**GIVEN RECORDS**
↓
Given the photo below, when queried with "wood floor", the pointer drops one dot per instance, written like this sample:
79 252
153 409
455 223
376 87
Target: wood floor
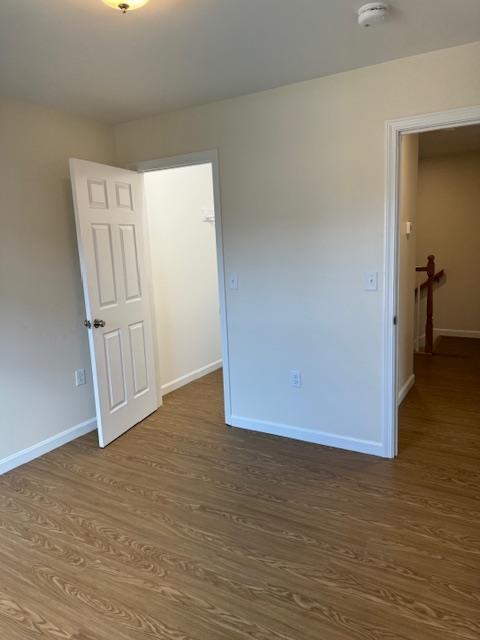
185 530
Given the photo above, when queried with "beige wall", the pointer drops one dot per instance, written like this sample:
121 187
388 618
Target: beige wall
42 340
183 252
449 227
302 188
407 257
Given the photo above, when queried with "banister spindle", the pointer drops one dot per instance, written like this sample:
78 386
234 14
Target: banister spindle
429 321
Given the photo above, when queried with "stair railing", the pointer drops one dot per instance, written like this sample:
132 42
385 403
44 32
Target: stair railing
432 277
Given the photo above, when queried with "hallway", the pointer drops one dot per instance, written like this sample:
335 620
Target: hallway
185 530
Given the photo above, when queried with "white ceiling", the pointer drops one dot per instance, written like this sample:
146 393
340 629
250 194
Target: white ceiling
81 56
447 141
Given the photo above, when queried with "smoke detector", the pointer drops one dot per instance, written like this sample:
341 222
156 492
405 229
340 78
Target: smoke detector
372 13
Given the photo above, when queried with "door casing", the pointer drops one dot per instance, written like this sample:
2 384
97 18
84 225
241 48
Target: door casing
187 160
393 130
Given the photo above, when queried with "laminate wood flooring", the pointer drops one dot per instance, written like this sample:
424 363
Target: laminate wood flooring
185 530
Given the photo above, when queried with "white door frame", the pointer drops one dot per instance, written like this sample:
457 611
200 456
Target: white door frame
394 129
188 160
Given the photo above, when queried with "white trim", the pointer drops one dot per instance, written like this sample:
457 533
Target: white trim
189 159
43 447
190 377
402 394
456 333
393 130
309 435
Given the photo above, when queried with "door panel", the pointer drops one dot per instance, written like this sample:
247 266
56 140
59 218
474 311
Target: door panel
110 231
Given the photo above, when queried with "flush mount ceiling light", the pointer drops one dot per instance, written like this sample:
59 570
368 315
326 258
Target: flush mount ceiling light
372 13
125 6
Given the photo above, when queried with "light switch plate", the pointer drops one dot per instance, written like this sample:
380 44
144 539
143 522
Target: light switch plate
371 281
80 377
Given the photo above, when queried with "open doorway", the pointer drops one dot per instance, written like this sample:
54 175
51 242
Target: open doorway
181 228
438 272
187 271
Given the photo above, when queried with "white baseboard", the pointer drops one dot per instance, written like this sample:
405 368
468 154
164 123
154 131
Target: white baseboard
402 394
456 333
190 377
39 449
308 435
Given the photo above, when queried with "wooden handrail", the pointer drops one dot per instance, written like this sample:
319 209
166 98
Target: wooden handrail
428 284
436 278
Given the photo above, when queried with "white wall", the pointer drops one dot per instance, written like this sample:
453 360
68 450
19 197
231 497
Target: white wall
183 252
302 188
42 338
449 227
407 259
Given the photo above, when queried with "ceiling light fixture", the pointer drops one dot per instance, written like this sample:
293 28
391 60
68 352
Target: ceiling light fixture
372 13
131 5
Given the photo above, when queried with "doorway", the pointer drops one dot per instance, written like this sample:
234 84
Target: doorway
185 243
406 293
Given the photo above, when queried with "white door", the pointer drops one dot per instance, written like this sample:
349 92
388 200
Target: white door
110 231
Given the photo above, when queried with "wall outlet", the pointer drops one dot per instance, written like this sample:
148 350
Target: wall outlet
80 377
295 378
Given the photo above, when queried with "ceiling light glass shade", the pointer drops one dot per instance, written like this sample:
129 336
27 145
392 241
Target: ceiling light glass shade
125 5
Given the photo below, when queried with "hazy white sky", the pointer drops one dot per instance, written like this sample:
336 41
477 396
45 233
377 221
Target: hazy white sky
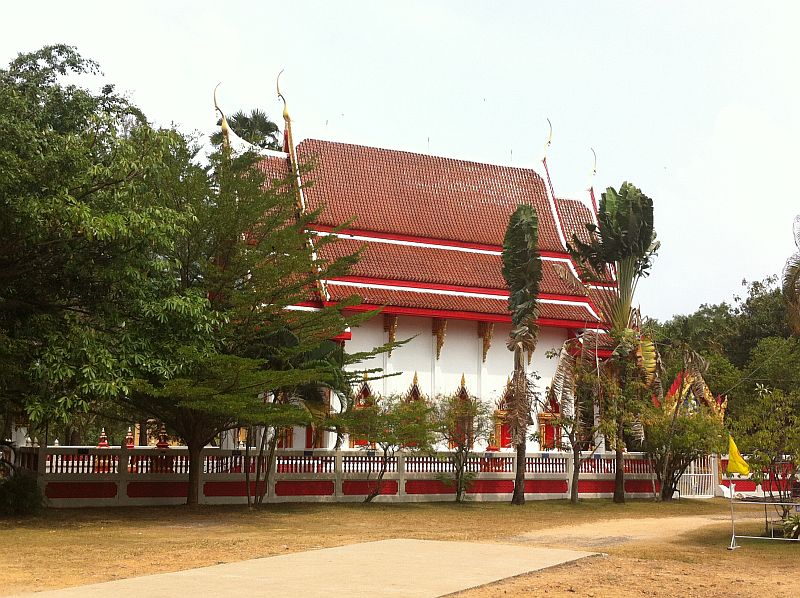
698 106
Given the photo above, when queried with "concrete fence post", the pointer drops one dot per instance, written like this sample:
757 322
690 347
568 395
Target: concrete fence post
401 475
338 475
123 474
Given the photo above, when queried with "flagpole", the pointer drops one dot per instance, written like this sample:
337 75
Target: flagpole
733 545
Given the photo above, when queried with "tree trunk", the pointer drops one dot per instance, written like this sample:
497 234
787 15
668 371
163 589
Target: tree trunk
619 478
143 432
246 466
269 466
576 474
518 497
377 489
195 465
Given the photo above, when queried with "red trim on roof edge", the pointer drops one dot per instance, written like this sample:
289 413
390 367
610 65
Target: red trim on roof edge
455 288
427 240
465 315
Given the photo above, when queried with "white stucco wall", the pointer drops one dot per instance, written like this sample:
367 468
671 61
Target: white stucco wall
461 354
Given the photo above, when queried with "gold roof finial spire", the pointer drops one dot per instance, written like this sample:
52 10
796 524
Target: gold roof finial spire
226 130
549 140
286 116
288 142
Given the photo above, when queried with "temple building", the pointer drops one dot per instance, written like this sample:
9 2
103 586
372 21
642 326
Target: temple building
↑
**PROMPT**
With the pictures omitted, reproduce the records in full and exactly.

**WRITTEN SOLUTION**
Given the photo below, when queried with "wood floor", the pointer drops one dot per instance, written like this sample:
79 252
153 409
455 223
376 87
Target: wood floor
185 530
Given the photo above, when queried with "beige wall", the pointer drops one dot per instance, written like this sample:
121 187
388 618
Target: beige wall
42 340
183 252
449 227
302 188
407 257
Given the photo above, when queried with "banister spindle", the pointer drops one dot per instance, written like this sample:
78 386
234 14
Target: banister spindle
429 321
Given the photo above, when queried with "stair railing", the pointer drops one dot per instance, written like this sample:
132 42
385 403
44 32
Target: stair railing
432 277
Given the photo above, when queried with "hallway", the pointer drops one dot per instance, written like this sample:
335 620
Target: hallway
185 530
Given the photo above, when queried with "white ceiling", the pointer drops one dot per instance, written like this sample:
146 393
340 629
250 194
Target: white ceiling
81 56
447 141
Given the photo above, when queried with "smoke detector", the pointer drops one dot per instance, written like this sample:
341 222
156 492
405 229
340 78
Target: smoke detector
372 13
Given the photo above, when queried with "door casing", the pointer drops one dot per instance, written like this sample:
2 384
97 18
84 225
241 48
Target: door casing
187 160
393 130
Given the photo above, when queried with "laminate wood flooring", the pointer drops one dot per instance, written like this sample:
424 363
Target: laminate wood flooring
185 530
Given the photo above, when queried with "white door frame", the pointer drops one dot per instance, written like this sample:
457 611
200 456
Target: white door frame
394 129
188 160
Given the photo above, when queried with "white trim", the pointer drops one dot per instance, written like this sample:
457 533
Target: white trim
189 159
43 447
190 377
402 394
456 333
393 130
309 435
Given the photo above, when queried with "door panel", the pointer drops one dot per instance, written like this sample:
247 266
56 140
59 218
474 311
Target: door panel
110 231
Given the photo above, when queried with "flush mount ceiling light", the pointer drops one dot per instance, written like this sample:
59 570
368 315
326 258
Target: flush mount ceiling light
372 13
125 6
Given the photo above, when queried with "light switch plate", the pointer drops one dot per instance, written like this sample:
380 44
144 539
143 522
Target: light switch plate
371 281
80 377
Given the photo above, when queried with "open doorway", the pointer drops one dot per instance, written like this sample:
54 175
51 242
Target: open doorway
181 228
438 272
187 271
Given the photo above, when queried with "white baseboard", the pointer drops one dot per instance, written like this sample:
405 368
468 154
164 123
154 131
Target: white baseboard
402 394
456 333
190 377
39 449
308 435
Given the photo above, when queried with "wooden handrail", the pointer drops one dot per instance, written like this sample:
319 209
166 98
Target: wooden handrail
428 284
436 278
Given the photo above, when queried with "white wall", the pointer drops one dot per instance, written like this sample:
453 360
68 450
19 197
231 497
Target: white wall
183 252
302 188
42 338
449 227
407 259
Given the photo above, when queried with "ceiling light fixture", the pointer drops one dot per instance, written like this sample:
293 28
391 60
68 352
Target: ceiling light fixture
372 13
131 5
Given the photo above, when queried with "doorway", the pointer drops one dot per instance, written like this sample:
234 84
Target: doorway
185 243
406 293
Given the photo above, when queried with "white door", the pointer drops one dot per instance, written like this sample:
349 92
388 200
Target: white door
110 231
Given the photo above, when queried with "wall outlet", the pointer drops one dot per instance, written like this sample:
148 350
Target: wall outlet
80 377
295 378
Given the photo above, when queried with "ceiling light glass shade", the pointer drops one dot per instance, written like this sample:
129 336
27 145
392 241
Target: ceiling light glass shade
125 5
Given the photo below, when queried with "hazy white sky", the pointer drops one dot per instance, written like this sample:
336 41
477 396
45 233
377 221
Target: hazy white sky
698 106
Given the photo above, when queried with "concrete fence post", the pointer drops one dot per instance, written like this sample:
757 322
690 347
568 395
Target: concrete fence post
401 475
338 475
123 474
Given the photo above, when queried with "flagpole", the pointer drops one dot per instance, written like this sample:
337 75
Target: flagpole
733 545
Given the photo above, when queried with "tree trunk", the pointer drops one dot per instance, written like this sample:
497 234
787 15
668 371
163 589
Target: tree trunk
619 478
143 432
246 466
269 466
576 474
518 497
377 489
195 465
Given the photo above, when queried with "red trim on roof edge", the pointer drops one dot per instance, written like this sample:
289 413
390 367
610 65
Target: red trim on roof edge
455 288
427 240
465 315
Given the photo above, when queried with "white stucco wall", the pointer drops one dot per instance, written like this sample:
367 468
671 61
Target: white stucco wall
461 354
Given the photo above, when queried with "gold roof finial spire", the pointer drops one dot per instance, written like this sample:
52 10
796 524
Target: gold roof finial spire
226 130
549 140
286 116
288 142
Given the photo above, when queried with "temple building", the pointer drops one dot per instance, written like this sample:
9 2
103 586
372 21
642 326
Target: temple building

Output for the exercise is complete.